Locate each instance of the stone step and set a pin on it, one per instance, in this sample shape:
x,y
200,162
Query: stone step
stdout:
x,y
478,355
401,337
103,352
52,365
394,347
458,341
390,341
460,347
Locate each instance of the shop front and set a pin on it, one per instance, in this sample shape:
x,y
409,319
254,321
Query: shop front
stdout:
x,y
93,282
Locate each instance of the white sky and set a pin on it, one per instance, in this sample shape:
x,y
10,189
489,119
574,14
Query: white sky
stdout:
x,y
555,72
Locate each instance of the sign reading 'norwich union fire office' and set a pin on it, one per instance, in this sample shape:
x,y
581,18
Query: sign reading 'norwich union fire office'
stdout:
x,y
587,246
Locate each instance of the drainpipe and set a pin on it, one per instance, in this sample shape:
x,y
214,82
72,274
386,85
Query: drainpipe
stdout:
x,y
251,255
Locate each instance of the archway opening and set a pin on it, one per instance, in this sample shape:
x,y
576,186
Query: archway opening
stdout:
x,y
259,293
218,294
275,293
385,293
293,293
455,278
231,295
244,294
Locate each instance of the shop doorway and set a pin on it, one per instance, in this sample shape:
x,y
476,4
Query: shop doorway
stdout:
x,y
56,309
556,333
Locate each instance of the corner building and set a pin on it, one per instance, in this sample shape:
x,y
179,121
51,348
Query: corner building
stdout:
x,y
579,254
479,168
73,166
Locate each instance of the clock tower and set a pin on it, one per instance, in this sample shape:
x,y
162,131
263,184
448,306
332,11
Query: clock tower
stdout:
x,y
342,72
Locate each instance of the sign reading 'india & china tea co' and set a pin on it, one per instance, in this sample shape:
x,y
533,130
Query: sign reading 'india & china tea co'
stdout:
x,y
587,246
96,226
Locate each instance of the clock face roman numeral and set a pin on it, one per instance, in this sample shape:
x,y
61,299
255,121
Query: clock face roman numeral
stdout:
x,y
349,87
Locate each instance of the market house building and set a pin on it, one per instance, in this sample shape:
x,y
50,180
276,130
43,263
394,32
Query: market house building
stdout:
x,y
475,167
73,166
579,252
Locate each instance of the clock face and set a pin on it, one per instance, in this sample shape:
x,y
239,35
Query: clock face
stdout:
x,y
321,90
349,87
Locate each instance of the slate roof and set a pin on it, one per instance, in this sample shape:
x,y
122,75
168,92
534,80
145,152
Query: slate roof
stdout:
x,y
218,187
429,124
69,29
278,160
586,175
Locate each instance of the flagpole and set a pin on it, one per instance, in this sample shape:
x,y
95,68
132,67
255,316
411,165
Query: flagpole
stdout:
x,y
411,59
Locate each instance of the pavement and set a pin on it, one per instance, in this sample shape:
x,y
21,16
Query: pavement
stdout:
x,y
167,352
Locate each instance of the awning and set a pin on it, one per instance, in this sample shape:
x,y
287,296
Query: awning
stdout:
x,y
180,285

------

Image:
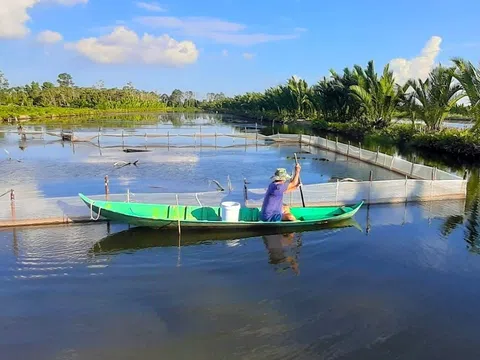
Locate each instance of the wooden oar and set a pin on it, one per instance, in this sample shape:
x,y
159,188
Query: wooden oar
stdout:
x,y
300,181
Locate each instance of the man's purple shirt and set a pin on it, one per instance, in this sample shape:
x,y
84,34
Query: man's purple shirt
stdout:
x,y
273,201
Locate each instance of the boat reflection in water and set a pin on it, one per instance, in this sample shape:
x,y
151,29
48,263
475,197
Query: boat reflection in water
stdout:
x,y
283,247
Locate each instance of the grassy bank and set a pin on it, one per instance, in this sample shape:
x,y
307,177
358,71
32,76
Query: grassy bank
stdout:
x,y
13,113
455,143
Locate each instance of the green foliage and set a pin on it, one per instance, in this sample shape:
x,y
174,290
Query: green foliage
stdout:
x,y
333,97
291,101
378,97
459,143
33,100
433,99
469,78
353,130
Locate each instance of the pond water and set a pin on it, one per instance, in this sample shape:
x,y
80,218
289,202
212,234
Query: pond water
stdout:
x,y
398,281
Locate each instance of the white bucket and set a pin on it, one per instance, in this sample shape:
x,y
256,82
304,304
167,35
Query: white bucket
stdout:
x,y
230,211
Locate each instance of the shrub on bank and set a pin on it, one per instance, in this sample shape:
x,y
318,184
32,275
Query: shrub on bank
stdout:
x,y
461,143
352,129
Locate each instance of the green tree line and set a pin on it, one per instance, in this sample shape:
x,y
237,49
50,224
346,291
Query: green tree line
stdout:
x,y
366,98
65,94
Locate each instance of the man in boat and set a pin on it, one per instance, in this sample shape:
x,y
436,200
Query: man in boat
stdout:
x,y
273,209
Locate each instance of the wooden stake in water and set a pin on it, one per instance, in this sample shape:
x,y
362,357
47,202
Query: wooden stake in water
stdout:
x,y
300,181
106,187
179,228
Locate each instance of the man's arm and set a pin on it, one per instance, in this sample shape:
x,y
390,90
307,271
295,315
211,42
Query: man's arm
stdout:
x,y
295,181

------

List every line above that contains the word "india", copying each one in full.

• [Solution for this task]:
Locate each instance of the sign reading 'india & china tea co' and set a pin on it, one per instance, in this sample shape:
Query: sign reading 'india & china tea co'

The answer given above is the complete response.